● Source material
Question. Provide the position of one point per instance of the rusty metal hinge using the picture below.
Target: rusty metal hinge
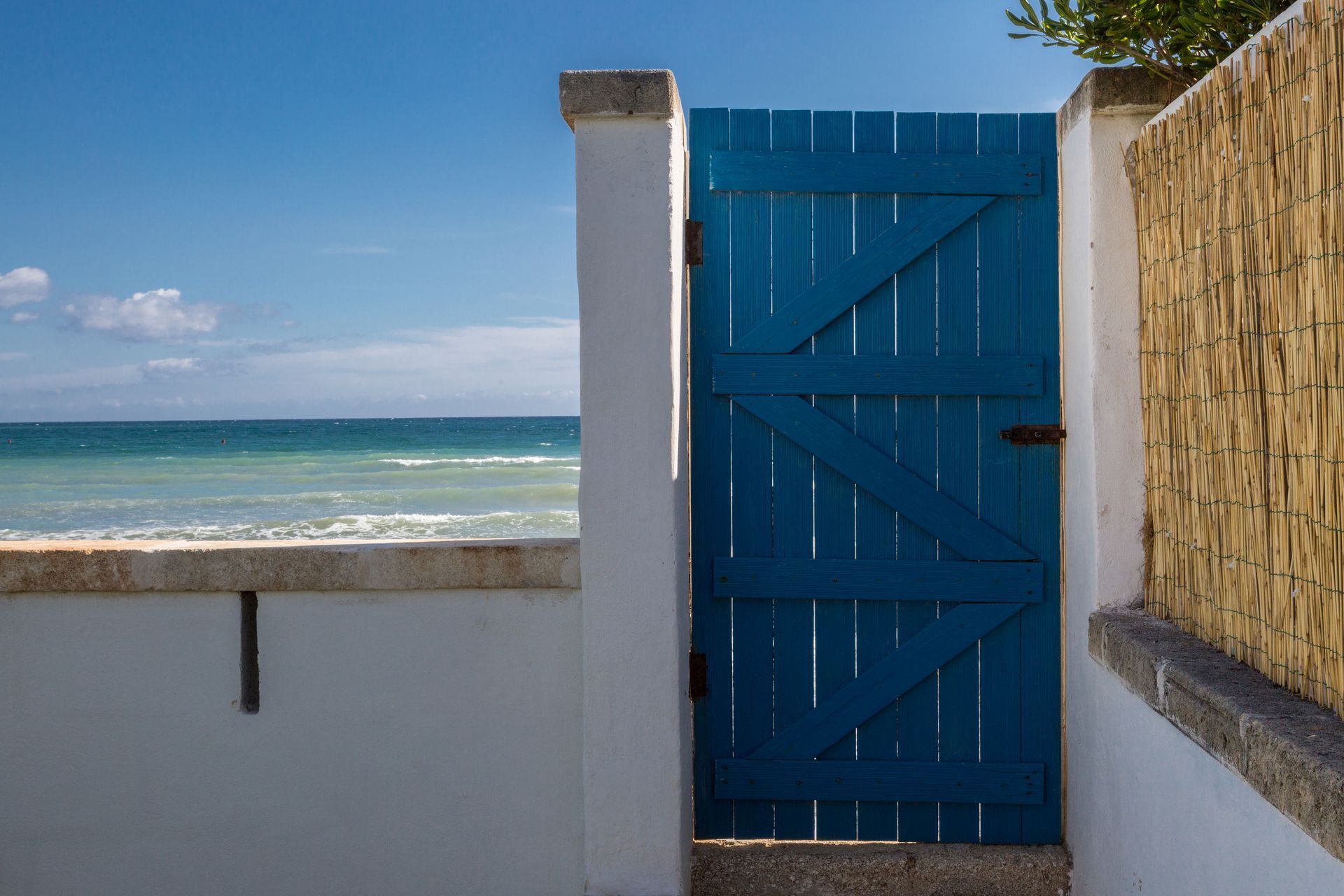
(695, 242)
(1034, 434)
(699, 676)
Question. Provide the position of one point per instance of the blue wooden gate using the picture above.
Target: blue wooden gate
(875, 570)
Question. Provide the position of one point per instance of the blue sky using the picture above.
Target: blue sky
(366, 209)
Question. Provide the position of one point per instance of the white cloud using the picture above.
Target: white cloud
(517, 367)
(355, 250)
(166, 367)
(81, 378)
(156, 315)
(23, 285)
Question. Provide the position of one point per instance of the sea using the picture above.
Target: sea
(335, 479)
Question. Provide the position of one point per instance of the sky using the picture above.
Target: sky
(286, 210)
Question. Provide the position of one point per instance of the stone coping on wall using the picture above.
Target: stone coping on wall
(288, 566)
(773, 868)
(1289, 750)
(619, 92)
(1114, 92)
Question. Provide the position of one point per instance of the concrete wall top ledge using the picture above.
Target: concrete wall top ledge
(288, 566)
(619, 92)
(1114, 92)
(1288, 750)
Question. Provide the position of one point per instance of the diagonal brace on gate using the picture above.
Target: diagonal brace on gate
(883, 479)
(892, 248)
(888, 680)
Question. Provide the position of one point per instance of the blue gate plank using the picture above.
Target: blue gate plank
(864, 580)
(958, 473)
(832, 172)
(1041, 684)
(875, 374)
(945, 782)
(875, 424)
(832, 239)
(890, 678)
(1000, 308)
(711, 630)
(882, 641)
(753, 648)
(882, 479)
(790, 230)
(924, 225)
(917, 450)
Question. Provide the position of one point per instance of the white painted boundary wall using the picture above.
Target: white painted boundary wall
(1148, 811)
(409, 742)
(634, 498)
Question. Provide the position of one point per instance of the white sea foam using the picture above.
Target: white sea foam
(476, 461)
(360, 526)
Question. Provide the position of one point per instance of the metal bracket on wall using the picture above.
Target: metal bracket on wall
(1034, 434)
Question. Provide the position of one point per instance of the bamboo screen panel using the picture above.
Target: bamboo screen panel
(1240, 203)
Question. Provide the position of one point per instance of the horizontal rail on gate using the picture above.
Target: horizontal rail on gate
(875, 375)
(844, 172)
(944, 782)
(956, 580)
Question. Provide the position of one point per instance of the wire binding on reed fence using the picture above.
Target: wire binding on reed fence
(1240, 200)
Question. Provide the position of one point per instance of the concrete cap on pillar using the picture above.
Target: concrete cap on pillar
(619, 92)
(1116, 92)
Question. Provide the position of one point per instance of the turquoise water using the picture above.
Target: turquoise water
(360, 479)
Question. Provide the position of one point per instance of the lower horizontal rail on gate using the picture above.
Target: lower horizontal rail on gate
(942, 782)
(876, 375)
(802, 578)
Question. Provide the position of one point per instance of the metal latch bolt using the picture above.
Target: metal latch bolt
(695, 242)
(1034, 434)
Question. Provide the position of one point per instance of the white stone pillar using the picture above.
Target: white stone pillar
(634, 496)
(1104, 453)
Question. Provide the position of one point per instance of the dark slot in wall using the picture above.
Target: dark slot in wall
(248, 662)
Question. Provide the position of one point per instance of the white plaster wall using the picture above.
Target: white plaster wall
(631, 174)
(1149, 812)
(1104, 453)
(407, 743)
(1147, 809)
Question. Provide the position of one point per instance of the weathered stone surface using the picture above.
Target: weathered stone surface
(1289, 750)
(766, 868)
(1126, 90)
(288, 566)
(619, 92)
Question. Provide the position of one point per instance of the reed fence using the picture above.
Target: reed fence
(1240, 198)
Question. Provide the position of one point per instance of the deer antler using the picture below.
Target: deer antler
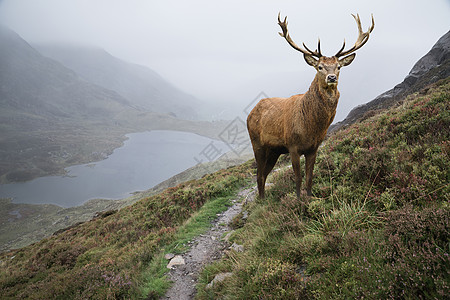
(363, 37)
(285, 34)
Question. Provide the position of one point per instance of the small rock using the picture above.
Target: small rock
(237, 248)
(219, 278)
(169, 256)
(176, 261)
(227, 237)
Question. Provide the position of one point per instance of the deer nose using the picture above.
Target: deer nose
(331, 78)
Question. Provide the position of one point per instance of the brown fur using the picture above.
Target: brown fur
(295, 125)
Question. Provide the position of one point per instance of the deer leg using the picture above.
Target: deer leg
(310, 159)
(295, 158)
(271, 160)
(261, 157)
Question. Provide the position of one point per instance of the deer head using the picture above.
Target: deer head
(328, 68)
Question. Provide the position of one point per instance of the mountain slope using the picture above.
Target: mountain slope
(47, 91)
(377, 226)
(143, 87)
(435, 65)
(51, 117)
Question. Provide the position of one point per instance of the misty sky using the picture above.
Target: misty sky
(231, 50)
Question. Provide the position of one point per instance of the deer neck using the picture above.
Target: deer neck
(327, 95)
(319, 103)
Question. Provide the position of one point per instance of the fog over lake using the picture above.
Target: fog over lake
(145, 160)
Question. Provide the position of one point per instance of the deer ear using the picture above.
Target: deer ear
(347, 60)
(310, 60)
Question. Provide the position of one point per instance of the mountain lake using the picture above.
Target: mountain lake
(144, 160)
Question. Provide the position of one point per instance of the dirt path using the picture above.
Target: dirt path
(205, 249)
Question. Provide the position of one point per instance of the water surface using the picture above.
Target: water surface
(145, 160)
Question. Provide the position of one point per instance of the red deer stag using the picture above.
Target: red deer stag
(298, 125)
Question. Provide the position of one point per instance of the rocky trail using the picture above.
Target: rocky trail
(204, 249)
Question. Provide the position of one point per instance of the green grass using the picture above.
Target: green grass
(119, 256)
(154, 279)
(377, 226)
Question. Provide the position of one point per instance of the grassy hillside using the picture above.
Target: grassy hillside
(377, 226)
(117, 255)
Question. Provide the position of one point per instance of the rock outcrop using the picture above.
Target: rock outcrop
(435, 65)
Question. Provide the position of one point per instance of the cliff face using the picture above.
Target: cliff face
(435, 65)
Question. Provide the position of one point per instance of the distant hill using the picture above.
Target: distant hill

--

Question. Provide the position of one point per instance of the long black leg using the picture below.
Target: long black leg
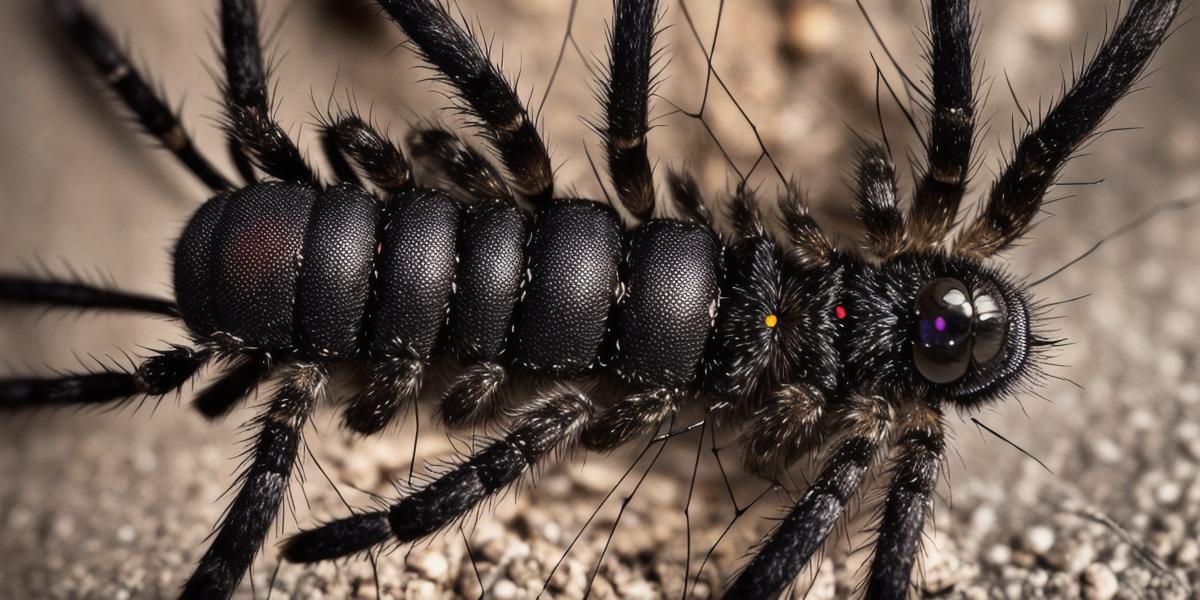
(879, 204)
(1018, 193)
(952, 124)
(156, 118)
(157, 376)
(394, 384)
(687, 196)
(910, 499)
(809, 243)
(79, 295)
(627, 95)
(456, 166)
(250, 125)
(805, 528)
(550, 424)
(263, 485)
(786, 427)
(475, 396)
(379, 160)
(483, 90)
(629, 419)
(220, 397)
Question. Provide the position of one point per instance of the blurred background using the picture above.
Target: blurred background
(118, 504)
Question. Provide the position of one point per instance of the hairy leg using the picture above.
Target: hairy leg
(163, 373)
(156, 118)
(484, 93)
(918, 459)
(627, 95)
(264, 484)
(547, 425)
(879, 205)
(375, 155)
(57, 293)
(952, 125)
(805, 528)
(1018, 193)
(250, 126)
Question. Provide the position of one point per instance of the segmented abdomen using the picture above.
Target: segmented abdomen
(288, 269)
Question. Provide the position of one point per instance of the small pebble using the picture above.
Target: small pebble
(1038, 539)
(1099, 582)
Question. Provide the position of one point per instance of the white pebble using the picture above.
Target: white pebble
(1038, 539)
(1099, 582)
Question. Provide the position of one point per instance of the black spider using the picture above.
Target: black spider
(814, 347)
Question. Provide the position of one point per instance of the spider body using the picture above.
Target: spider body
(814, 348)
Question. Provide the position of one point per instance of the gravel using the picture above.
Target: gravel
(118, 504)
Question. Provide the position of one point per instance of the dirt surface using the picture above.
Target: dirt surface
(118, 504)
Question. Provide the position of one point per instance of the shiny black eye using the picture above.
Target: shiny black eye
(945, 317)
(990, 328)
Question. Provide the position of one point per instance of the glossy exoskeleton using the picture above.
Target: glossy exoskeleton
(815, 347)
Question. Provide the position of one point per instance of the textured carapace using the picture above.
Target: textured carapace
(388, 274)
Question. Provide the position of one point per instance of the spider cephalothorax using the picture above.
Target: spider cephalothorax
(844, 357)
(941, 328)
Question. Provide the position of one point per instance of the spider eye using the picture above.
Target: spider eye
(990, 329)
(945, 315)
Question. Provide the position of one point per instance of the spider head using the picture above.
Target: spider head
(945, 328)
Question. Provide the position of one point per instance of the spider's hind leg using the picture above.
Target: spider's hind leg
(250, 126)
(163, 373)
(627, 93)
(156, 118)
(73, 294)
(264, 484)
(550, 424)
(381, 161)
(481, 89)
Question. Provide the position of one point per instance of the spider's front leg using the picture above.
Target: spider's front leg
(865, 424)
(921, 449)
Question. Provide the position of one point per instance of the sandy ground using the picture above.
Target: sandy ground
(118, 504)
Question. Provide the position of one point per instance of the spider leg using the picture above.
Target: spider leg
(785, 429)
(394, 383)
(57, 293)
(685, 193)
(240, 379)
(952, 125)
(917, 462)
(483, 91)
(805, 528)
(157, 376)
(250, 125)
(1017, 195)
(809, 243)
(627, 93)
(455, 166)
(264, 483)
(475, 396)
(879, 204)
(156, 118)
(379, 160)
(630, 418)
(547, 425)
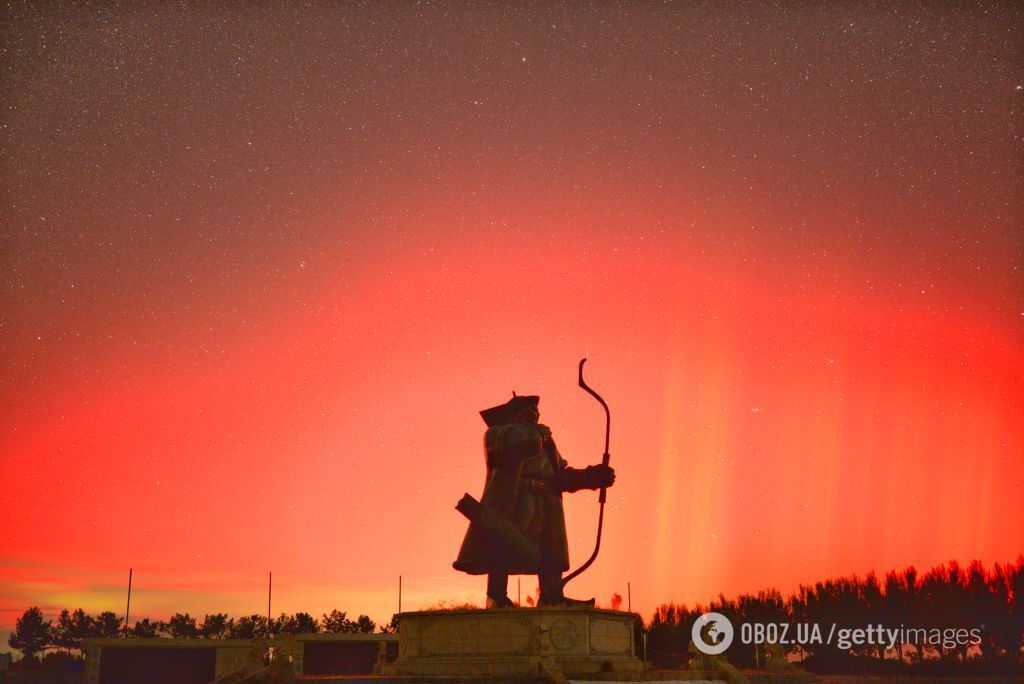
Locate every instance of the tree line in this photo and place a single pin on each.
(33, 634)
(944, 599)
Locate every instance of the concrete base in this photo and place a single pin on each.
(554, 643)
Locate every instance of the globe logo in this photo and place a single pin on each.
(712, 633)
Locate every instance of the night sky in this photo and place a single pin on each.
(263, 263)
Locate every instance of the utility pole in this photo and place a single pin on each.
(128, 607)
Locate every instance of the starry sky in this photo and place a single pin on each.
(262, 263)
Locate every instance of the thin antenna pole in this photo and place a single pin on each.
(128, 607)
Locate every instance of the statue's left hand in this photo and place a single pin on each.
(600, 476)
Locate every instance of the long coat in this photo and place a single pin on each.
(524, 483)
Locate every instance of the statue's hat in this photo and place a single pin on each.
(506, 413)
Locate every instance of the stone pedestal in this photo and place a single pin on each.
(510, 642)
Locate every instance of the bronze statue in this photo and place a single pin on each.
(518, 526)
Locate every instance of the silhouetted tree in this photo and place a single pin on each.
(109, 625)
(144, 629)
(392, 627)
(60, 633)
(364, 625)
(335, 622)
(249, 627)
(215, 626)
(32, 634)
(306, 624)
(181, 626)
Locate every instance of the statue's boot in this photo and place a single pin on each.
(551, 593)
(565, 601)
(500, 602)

● Problem details
Apply a filter for "distant" to the entries and show each line that passes.

● Answer to the problem
Question. Provide the position of one point per instance of the distant hill using the picture above.
Target: distant hill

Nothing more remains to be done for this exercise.